Collected data entries
--- --- ---
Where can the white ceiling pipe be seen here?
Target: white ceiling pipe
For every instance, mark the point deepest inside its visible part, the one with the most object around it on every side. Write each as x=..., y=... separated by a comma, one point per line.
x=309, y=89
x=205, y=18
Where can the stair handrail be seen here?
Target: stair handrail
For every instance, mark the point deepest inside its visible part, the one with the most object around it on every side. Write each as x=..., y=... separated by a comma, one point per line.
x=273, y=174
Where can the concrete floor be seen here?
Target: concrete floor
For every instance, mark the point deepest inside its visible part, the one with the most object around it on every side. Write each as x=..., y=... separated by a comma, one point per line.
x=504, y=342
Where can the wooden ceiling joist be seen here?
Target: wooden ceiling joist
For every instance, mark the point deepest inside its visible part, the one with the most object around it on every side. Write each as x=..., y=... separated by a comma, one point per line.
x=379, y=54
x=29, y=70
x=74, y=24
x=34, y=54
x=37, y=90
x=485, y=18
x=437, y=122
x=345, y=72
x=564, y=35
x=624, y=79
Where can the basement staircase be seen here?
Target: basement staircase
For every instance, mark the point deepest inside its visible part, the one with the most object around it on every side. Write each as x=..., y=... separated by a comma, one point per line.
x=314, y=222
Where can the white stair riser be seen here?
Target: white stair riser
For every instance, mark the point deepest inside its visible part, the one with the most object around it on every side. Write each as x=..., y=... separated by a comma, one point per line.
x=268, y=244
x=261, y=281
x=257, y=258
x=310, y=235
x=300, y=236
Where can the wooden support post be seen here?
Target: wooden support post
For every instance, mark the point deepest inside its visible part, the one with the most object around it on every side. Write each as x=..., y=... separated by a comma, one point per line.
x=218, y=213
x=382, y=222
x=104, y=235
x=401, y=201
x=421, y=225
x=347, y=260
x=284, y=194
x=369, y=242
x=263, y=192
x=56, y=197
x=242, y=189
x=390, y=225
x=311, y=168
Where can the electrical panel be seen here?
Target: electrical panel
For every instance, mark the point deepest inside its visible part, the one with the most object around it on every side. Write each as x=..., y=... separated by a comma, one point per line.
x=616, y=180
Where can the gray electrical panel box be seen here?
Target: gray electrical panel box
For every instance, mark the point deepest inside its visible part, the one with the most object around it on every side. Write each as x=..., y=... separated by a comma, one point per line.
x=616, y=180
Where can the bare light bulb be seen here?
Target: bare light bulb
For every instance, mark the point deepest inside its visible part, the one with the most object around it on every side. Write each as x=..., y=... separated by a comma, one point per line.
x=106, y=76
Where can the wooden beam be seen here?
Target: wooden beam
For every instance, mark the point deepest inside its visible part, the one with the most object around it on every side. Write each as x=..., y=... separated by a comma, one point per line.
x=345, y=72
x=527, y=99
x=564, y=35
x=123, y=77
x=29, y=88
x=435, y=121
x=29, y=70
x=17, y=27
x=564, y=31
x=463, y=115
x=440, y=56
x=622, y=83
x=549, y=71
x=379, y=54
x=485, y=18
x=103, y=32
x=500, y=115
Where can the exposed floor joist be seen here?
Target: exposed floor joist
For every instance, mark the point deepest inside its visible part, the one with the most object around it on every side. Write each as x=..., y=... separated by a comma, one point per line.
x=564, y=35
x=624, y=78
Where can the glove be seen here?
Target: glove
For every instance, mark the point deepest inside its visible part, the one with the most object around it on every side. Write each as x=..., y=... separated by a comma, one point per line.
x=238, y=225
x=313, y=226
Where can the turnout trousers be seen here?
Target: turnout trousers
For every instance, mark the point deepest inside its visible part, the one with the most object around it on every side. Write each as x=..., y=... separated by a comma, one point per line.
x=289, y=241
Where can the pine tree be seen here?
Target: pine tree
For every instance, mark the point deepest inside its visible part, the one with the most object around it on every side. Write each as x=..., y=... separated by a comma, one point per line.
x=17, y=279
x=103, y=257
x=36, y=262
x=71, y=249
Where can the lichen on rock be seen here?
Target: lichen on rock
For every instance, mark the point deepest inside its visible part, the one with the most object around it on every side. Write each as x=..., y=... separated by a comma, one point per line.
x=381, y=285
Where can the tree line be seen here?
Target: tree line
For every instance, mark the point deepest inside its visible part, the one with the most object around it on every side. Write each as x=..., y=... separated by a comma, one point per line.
--- --- ---
● **What to work on**:
Nothing beyond the line that contains "Target: wooden ceiling joist" belongs in the answer; reproduce the entries exactly from their first line through it.

● **Task answer**:
Where can the white ceiling pipe be seen here?
Target: white ceiling pipe
For every instance, mark the point deepest inside its visible part, the one with the most object around it on every side. Write each as x=..., y=... separated by a comma, one point per line.
x=309, y=89
x=205, y=18
Where can the stair handrail be seen here?
Target: stair handrail
For every instance, mark the point deepest inside its visible part, the one with the most object around it on every side. Write each as x=..., y=... separated by a comma, one point per line.
x=273, y=174
Where can the concrete floor be seen here?
Target: concrete floor
For every instance, mark the point deepest inside its visible part, the one with the most object around it on every side. Write each as x=..., y=... separated by a comma, one point per line.
x=504, y=342
Where can the wooden ceiling joist be seen here?
Target: wooden ceiling joist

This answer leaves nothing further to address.